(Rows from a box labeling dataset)
================================

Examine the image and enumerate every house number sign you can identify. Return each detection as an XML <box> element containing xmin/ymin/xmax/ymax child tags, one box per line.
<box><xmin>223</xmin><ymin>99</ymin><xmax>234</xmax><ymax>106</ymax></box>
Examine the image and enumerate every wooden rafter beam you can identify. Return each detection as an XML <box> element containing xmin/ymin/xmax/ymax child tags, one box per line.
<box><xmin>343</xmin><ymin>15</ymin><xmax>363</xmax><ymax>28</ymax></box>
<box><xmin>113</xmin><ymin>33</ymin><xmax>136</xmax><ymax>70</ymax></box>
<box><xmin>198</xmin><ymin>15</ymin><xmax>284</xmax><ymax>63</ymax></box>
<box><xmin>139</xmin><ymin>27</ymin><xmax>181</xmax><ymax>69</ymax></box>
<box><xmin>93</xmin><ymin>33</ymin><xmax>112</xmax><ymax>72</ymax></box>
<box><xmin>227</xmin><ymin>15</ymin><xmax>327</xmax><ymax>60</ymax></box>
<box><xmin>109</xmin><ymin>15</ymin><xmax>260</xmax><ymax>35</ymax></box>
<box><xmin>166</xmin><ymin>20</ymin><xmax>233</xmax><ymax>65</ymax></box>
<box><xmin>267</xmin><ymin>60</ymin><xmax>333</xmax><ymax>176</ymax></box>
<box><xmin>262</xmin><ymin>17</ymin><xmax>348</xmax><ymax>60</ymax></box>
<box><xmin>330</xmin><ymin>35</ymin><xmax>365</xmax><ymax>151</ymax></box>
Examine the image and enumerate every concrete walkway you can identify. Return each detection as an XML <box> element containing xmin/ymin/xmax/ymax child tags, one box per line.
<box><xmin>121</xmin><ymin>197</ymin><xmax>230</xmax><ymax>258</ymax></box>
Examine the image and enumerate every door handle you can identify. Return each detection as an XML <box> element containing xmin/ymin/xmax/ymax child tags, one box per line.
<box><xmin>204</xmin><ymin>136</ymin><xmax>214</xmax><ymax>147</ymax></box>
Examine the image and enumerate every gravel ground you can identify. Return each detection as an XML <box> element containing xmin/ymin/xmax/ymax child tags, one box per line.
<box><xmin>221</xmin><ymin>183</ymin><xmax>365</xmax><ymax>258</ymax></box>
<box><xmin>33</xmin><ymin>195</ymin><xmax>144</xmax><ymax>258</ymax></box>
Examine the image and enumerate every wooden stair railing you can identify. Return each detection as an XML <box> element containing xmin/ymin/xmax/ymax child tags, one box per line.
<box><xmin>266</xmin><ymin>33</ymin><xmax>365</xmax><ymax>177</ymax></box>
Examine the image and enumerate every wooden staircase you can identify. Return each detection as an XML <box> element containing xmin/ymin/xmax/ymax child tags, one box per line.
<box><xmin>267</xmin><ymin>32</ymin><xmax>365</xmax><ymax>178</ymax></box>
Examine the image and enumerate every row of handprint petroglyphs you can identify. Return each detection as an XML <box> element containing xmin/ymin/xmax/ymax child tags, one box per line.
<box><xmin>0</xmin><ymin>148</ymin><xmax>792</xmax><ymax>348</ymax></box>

================================

**PROBLEM STATEMENT**.
Copy these records verbatim, every one of them.

**SOLUTION FOR THIS EXERCISE**.
Examine the image and enumerate every house number sign you can identify. Return each detection as an XML <box> element containing xmin/ymin/xmax/ymax child tags, one box per line.
<box><xmin>223</xmin><ymin>99</ymin><xmax>234</xmax><ymax>106</ymax></box>
Examine the image and enumerate every wooden rafter beam you can identify. Return each detection as an XML <box> element containing xmin/ymin/xmax/ymax child tags, one box per line.
<box><xmin>343</xmin><ymin>15</ymin><xmax>363</xmax><ymax>28</ymax></box>
<box><xmin>113</xmin><ymin>33</ymin><xmax>136</xmax><ymax>70</ymax></box>
<box><xmin>198</xmin><ymin>15</ymin><xmax>284</xmax><ymax>63</ymax></box>
<box><xmin>139</xmin><ymin>27</ymin><xmax>181</xmax><ymax>69</ymax></box>
<box><xmin>93</xmin><ymin>33</ymin><xmax>112</xmax><ymax>72</ymax></box>
<box><xmin>227</xmin><ymin>15</ymin><xmax>327</xmax><ymax>60</ymax></box>
<box><xmin>109</xmin><ymin>15</ymin><xmax>260</xmax><ymax>35</ymax></box>
<box><xmin>166</xmin><ymin>20</ymin><xmax>233</xmax><ymax>65</ymax></box>
<box><xmin>267</xmin><ymin>60</ymin><xmax>333</xmax><ymax>176</ymax></box>
<box><xmin>262</xmin><ymin>17</ymin><xmax>348</xmax><ymax>60</ymax></box>
<box><xmin>330</xmin><ymin>35</ymin><xmax>365</xmax><ymax>151</ymax></box>
Examine the image and enumerate every concrete walkway you can identify. Return each detection as an XML <box> element containing xmin/ymin/xmax/ymax child tags, one box per line.
<box><xmin>121</xmin><ymin>197</ymin><xmax>230</xmax><ymax>258</ymax></box>
Examine the image and enumerate every door handle you can identify. Return each detection as an XML <box> element containing xmin/ymin/xmax/ymax child tags, one box per line.
<box><xmin>204</xmin><ymin>136</ymin><xmax>214</xmax><ymax>147</ymax></box>
Examine the image and enumerate every gravel ground you can identify. Return each detection as an XML <box> element containing xmin/ymin/xmax/ymax child tags, one box per line.
<box><xmin>221</xmin><ymin>183</ymin><xmax>365</xmax><ymax>258</ymax></box>
<box><xmin>33</xmin><ymin>195</ymin><xmax>144</xmax><ymax>258</ymax></box>
Examine the image and enumerate every wooden stair railing you can identify. Return each detection as an XML <box> element containing xmin/ymin/xmax/ymax child tags, one box per line.
<box><xmin>266</xmin><ymin>33</ymin><xmax>365</xmax><ymax>177</ymax></box>
Examine the image and enumerate every wooden staircase you can identify. Return each detection as an XML <box> element containing xmin/ymin/xmax/ymax child tags, one box per line.
<box><xmin>267</xmin><ymin>32</ymin><xmax>365</xmax><ymax>178</ymax></box>
Examine the image and enumerate every row of handprint petroglyphs you can identify. Return each detection as an XML <box> element containing xmin/ymin/xmax/ymax child tags, one box per line.
<box><xmin>0</xmin><ymin>148</ymin><xmax>792</xmax><ymax>348</ymax></box>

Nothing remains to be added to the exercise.